### [Entries provided]

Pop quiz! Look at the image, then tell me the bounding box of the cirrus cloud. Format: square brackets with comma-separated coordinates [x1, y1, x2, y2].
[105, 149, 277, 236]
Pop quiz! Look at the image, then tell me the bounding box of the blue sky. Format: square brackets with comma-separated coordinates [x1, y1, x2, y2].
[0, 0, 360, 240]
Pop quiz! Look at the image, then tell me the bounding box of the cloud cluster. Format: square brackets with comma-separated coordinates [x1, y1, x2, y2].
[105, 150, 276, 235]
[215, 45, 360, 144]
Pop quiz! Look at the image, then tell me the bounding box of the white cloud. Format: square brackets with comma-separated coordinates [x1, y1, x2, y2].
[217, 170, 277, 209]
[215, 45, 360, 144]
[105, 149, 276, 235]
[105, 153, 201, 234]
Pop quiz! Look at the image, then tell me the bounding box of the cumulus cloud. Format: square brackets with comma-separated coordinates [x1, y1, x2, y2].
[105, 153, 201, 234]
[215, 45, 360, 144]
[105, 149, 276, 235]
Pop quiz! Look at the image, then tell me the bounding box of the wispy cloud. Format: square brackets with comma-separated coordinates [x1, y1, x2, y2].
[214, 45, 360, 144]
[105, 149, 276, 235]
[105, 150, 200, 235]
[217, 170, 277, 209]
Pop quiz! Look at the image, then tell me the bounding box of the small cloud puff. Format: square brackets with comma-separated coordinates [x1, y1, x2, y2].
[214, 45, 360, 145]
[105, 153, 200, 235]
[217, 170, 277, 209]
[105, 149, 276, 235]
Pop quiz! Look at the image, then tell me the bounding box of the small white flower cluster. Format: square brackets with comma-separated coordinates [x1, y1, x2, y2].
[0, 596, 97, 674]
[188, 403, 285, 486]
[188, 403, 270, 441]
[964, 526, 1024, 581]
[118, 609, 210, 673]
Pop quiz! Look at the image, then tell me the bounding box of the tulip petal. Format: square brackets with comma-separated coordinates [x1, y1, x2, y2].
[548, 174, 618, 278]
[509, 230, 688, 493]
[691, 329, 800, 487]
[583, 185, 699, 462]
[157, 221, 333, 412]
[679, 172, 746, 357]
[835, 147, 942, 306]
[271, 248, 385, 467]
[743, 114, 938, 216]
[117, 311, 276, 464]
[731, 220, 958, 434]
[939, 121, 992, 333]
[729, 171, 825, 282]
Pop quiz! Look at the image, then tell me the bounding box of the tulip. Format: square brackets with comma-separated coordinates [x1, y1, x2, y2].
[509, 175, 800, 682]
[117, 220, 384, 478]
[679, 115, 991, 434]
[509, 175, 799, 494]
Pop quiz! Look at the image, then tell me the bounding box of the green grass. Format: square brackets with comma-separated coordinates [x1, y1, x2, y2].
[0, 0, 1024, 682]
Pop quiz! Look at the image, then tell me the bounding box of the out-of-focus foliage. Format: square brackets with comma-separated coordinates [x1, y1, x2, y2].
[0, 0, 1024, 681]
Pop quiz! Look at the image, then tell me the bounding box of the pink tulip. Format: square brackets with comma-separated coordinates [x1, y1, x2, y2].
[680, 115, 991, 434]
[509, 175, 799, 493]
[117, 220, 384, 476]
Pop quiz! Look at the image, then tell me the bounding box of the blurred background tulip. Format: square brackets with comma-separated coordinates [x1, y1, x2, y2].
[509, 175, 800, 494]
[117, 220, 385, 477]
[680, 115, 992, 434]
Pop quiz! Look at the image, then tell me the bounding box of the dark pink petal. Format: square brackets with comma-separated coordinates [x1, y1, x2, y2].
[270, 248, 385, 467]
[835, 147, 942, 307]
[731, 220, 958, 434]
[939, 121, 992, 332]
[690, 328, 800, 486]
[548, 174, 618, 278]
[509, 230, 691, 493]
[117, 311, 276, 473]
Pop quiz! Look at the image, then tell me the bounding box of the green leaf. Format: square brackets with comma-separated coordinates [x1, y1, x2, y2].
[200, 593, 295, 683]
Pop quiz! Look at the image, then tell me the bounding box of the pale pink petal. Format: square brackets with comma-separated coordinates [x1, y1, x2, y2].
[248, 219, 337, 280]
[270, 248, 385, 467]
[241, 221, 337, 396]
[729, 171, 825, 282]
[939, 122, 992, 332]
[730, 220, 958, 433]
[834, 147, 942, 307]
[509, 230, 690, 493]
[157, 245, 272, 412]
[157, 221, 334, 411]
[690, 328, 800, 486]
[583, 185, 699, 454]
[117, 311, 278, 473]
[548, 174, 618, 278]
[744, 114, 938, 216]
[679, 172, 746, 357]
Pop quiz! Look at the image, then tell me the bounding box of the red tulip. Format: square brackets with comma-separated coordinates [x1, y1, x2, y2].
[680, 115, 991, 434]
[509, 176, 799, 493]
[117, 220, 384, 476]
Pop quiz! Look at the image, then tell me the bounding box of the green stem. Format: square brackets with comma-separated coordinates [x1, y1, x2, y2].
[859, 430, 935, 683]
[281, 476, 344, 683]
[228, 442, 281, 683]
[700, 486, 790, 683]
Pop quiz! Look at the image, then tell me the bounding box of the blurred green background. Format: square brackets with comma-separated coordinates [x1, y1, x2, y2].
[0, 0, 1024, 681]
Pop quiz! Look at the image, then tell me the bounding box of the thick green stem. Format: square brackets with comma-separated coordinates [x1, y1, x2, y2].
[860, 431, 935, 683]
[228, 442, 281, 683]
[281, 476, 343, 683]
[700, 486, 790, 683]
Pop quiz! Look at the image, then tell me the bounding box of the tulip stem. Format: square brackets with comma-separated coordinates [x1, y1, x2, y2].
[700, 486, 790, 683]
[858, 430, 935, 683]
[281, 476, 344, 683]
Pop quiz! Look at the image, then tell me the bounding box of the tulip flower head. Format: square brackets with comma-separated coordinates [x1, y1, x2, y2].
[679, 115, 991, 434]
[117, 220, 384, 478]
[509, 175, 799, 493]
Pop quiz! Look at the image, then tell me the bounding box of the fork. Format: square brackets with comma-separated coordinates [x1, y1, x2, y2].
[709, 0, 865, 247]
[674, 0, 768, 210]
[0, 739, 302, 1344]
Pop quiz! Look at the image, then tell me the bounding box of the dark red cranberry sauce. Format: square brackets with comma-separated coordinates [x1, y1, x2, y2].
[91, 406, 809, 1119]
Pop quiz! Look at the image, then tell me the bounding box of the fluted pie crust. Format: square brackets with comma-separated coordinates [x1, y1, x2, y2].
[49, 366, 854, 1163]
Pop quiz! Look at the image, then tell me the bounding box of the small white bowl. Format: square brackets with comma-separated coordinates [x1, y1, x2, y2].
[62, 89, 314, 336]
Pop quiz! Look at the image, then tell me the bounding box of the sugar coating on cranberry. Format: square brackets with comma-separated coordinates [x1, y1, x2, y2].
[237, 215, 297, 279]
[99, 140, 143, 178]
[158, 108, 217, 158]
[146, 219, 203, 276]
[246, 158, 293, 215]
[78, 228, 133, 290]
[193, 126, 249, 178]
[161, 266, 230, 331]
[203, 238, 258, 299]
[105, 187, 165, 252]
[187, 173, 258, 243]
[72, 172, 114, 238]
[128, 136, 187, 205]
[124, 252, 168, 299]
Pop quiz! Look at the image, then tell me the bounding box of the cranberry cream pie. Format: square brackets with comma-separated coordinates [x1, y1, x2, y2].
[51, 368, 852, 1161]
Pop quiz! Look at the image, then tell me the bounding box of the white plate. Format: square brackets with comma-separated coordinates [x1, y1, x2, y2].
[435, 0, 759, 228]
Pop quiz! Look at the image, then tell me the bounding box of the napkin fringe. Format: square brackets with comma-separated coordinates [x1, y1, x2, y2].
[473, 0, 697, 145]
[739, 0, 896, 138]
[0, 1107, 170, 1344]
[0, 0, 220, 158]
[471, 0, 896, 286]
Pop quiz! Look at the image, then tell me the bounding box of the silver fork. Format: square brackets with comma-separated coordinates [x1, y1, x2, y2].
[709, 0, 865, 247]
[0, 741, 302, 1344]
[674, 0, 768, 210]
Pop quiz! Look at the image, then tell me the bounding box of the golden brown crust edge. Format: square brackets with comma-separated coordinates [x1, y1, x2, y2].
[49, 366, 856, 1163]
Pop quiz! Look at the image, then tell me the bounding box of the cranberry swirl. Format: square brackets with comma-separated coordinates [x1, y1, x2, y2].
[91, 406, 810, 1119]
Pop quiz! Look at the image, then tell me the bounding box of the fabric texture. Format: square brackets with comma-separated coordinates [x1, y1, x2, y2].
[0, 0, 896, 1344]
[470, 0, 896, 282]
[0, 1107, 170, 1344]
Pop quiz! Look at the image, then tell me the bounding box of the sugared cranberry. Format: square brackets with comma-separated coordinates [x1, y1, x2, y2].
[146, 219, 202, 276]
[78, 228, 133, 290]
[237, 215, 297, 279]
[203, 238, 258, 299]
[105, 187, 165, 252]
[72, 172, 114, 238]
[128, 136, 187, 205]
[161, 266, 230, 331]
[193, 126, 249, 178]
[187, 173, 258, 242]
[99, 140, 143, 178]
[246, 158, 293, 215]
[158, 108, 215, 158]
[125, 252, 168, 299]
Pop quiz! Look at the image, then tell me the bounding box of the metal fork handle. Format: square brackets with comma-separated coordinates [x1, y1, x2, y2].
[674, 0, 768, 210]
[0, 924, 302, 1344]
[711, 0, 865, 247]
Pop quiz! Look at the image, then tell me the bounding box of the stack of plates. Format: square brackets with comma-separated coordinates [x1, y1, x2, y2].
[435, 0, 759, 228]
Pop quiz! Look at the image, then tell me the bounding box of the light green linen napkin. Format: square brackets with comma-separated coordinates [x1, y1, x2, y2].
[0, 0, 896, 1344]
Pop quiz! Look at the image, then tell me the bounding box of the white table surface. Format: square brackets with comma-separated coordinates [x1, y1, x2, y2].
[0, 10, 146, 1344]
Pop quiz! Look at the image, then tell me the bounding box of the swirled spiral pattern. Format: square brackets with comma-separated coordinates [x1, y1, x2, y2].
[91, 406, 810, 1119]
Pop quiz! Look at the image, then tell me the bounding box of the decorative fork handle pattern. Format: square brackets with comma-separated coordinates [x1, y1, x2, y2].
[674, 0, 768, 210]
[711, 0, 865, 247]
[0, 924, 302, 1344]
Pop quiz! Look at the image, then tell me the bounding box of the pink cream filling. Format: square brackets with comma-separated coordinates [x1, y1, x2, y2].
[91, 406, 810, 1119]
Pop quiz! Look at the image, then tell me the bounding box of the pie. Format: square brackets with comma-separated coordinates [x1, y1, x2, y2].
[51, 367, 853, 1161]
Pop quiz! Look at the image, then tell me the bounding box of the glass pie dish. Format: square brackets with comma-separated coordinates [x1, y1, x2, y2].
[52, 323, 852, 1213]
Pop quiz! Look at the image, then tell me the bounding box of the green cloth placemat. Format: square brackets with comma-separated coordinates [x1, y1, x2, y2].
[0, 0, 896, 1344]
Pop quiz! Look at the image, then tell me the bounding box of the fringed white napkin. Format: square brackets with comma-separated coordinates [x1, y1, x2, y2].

### [Task instructions]
Reproduce the records word for word, from the start through the line containing "[0, 0, 360, 240]", both ends included.

### [Result of the exercise]
Pop quiz! Look at the image, then tell me the bounding box of the cirrus cloud. Format: square brackets with comma-separated coordinates [x1, y1, x2, y2].
[105, 149, 277, 236]
Pop quiz! Look at the image, then tell me the bounding box of the blue sky. Format: square brackets with comma-separated coordinates [x1, y1, x2, y2].
[0, 0, 360, 240]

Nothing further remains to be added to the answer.